◆ Work request
From the records below, set down exactly the lines starting with the line that contains "The mask written" and going on through the line that contains "positive clicks: (1719, 1158)". Nothing else is wanted.

◆ Data section
────────

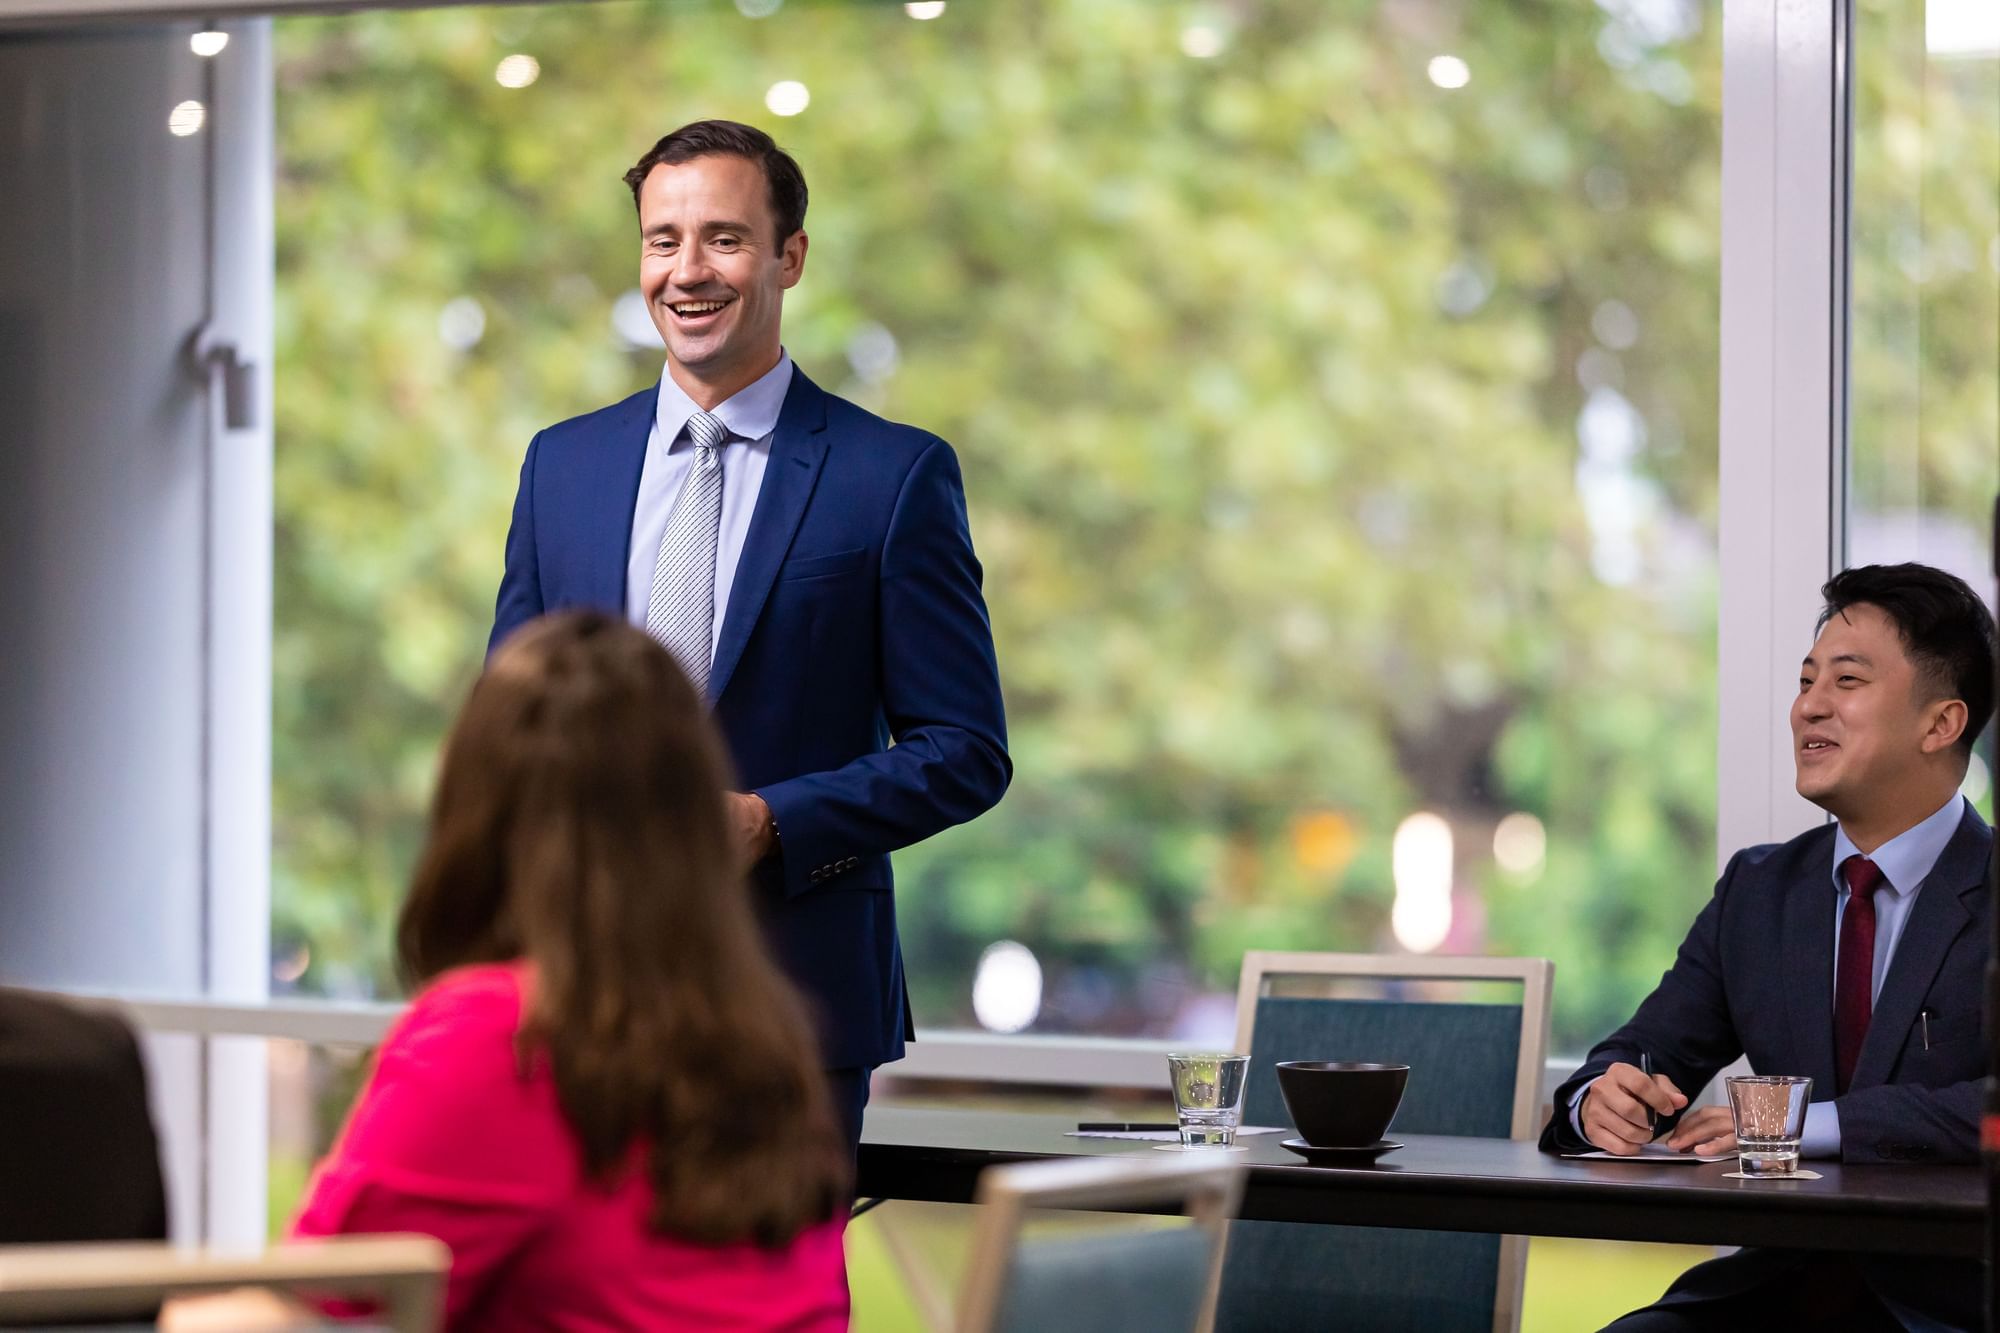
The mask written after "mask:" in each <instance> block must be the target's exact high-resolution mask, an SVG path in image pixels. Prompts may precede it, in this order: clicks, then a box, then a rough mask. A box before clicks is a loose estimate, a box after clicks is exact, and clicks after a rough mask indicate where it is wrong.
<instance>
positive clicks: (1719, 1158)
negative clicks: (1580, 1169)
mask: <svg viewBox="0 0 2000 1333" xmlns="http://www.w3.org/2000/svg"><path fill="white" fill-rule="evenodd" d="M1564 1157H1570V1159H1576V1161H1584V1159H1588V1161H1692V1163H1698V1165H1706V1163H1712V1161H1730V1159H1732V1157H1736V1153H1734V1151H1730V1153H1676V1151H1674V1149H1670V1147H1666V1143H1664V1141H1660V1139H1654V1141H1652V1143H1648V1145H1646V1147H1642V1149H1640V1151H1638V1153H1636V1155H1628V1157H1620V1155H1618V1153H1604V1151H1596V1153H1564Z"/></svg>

────────

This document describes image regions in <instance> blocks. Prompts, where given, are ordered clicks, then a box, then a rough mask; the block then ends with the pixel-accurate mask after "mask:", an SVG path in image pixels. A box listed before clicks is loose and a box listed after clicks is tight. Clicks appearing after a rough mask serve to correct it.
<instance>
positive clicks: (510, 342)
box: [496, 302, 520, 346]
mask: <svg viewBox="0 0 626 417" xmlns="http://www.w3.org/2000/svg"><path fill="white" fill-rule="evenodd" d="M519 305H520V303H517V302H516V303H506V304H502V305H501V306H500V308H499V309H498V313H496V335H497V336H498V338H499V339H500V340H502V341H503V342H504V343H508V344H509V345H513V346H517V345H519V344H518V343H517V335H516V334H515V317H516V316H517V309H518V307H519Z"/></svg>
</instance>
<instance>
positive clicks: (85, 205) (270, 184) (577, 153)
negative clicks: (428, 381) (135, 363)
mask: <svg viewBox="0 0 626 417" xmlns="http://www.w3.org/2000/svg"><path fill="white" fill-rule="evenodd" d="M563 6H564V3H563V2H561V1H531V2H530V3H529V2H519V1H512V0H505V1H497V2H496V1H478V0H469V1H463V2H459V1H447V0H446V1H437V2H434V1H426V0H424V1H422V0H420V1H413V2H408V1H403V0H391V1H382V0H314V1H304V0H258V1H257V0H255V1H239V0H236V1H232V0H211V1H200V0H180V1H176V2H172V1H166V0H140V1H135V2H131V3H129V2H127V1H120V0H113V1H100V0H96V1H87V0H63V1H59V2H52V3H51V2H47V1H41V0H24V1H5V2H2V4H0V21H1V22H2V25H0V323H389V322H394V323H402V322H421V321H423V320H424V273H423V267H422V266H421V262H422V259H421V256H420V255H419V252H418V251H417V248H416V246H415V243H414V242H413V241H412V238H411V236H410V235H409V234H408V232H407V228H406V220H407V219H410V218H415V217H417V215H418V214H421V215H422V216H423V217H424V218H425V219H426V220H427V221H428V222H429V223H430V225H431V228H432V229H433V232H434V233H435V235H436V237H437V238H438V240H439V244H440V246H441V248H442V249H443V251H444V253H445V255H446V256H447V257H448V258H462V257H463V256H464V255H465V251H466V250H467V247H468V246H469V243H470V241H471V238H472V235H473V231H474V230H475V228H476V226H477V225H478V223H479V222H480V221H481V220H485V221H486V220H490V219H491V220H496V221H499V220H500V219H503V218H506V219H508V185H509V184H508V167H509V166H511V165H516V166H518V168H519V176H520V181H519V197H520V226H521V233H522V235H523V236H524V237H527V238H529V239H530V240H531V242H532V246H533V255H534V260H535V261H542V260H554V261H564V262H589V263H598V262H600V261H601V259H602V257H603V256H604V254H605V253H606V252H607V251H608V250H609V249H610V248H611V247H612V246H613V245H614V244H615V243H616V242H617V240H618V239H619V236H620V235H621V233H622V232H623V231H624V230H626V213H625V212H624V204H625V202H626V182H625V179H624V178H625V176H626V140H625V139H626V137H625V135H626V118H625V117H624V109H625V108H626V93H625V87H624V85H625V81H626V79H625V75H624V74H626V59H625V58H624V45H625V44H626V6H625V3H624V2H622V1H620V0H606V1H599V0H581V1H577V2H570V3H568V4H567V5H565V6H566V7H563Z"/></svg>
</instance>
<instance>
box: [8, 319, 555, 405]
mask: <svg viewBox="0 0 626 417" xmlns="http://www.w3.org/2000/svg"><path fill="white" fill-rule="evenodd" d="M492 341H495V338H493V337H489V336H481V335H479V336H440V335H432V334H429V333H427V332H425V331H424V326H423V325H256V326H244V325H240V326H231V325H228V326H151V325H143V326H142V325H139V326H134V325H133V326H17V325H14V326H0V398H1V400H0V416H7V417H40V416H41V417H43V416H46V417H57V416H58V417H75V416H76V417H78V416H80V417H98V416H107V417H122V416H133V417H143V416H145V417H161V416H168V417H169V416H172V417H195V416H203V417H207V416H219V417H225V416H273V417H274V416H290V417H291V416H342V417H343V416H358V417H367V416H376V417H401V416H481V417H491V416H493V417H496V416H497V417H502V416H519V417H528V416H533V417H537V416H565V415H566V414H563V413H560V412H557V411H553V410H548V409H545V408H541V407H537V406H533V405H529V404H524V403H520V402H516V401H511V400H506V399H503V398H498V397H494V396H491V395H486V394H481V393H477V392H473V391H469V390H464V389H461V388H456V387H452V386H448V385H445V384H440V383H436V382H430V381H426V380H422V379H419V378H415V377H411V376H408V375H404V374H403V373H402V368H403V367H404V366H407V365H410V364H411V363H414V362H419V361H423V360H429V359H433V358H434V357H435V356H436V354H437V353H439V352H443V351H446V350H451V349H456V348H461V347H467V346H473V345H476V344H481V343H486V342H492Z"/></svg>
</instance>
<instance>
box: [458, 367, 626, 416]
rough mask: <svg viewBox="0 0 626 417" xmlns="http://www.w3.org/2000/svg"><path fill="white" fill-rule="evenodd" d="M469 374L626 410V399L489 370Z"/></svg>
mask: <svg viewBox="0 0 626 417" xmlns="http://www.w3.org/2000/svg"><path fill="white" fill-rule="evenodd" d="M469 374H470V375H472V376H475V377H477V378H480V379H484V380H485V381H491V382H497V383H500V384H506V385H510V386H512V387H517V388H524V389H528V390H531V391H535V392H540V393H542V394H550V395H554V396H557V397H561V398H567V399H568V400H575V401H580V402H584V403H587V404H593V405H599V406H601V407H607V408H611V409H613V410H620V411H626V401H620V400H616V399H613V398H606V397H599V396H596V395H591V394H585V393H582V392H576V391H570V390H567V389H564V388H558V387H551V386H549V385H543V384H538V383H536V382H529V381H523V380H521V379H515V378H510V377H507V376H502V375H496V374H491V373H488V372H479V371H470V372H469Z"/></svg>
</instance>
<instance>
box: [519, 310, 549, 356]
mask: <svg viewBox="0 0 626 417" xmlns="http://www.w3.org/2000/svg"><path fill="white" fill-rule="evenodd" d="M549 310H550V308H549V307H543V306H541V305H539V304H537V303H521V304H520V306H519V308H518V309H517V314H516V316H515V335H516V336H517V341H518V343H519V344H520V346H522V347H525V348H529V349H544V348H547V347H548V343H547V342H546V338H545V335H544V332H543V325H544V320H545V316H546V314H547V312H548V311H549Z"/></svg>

────────

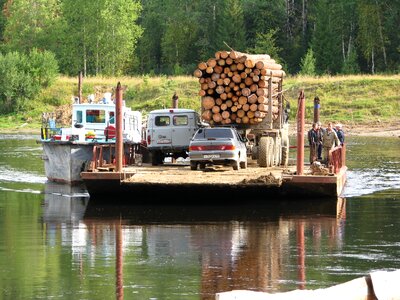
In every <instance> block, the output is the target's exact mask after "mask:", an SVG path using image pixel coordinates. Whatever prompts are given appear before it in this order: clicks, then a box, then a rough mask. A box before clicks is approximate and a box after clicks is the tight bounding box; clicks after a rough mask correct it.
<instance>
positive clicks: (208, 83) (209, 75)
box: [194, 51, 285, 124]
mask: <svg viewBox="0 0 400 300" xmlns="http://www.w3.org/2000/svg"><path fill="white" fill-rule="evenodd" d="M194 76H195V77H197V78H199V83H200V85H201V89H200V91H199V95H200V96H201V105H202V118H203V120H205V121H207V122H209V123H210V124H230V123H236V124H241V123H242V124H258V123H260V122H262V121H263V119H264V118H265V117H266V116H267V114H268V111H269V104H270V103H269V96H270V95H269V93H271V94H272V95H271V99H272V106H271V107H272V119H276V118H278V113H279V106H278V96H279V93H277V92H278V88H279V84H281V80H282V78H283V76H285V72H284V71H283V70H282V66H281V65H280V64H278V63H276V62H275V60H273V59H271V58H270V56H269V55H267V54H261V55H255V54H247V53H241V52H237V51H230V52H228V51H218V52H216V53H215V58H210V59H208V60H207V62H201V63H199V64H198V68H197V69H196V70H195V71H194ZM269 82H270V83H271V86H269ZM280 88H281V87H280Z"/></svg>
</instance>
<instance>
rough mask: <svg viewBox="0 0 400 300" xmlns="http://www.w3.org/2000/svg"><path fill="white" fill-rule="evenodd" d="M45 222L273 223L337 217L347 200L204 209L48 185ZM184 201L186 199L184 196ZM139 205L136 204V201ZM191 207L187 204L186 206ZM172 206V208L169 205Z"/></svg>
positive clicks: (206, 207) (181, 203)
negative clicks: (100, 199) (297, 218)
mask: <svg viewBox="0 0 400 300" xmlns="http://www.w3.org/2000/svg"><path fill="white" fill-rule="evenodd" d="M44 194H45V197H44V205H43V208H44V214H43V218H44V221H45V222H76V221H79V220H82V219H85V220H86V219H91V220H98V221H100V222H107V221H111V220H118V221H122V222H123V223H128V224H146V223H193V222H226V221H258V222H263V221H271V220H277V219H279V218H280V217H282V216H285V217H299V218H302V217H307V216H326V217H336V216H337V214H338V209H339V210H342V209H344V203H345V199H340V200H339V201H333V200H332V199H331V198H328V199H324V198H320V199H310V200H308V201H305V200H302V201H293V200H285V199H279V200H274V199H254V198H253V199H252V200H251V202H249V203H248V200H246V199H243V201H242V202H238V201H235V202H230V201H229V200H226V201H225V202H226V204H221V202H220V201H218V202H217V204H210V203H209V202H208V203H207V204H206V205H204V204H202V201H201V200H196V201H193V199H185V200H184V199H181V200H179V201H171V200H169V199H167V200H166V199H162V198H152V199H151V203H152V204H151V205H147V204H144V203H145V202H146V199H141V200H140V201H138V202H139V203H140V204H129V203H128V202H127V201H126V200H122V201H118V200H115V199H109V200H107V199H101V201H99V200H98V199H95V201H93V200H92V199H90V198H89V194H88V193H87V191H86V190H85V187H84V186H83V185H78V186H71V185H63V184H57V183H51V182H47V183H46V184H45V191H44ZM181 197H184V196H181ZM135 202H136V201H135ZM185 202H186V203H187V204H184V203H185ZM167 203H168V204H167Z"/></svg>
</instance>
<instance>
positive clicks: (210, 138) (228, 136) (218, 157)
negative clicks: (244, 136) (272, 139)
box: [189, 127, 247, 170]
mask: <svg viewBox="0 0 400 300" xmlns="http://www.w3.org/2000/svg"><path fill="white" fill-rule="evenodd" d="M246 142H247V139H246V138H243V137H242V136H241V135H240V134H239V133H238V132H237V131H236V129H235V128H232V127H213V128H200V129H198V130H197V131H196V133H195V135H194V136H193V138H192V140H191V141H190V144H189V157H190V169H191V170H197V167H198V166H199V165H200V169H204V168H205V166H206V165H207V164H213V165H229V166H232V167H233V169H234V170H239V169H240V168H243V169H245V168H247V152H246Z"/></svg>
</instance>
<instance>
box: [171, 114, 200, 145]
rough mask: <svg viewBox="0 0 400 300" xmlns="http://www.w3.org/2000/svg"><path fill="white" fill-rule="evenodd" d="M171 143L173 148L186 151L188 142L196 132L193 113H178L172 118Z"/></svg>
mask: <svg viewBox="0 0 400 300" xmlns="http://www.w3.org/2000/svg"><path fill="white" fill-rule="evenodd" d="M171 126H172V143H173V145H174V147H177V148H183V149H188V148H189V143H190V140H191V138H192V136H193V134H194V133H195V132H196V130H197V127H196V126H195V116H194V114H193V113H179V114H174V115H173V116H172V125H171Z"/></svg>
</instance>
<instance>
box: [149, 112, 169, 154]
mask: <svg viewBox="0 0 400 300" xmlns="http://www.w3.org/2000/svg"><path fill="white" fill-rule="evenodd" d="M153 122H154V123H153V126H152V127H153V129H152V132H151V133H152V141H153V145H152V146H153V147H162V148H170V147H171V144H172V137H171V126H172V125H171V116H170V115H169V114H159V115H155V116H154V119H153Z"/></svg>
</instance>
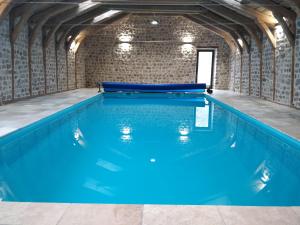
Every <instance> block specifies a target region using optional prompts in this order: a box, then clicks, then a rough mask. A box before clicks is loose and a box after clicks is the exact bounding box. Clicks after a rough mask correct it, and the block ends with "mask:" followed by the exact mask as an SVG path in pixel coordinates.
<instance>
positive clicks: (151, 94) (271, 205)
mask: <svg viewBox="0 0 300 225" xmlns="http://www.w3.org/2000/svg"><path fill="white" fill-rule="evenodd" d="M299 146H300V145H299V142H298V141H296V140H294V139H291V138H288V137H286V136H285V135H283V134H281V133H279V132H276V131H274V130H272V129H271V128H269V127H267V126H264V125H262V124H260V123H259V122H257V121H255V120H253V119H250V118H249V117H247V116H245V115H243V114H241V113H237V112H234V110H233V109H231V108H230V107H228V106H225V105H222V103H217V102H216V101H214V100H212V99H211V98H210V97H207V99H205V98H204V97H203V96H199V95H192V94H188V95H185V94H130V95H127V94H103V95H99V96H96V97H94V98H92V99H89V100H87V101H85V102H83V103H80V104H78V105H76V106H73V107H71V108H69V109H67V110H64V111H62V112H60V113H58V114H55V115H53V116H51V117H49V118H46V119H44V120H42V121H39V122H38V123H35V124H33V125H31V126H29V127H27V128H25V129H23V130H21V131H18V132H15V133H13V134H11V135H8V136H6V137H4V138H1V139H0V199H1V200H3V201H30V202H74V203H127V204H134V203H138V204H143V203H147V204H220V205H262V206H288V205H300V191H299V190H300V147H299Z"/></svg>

────────

◆ Task answer
The mask written after "mask:" in each <instance> block must be the target's exact high-resolution mask, an SVG path in image pixels. Prompts may precede it, in this order: clicks, then a box, then a rough mask. A box before clicks is a loose estimate, a box after clicks is exact, and clicks after a rough mask indicate where it is wrong.
<instance>
positive clicks: (1719, 1158)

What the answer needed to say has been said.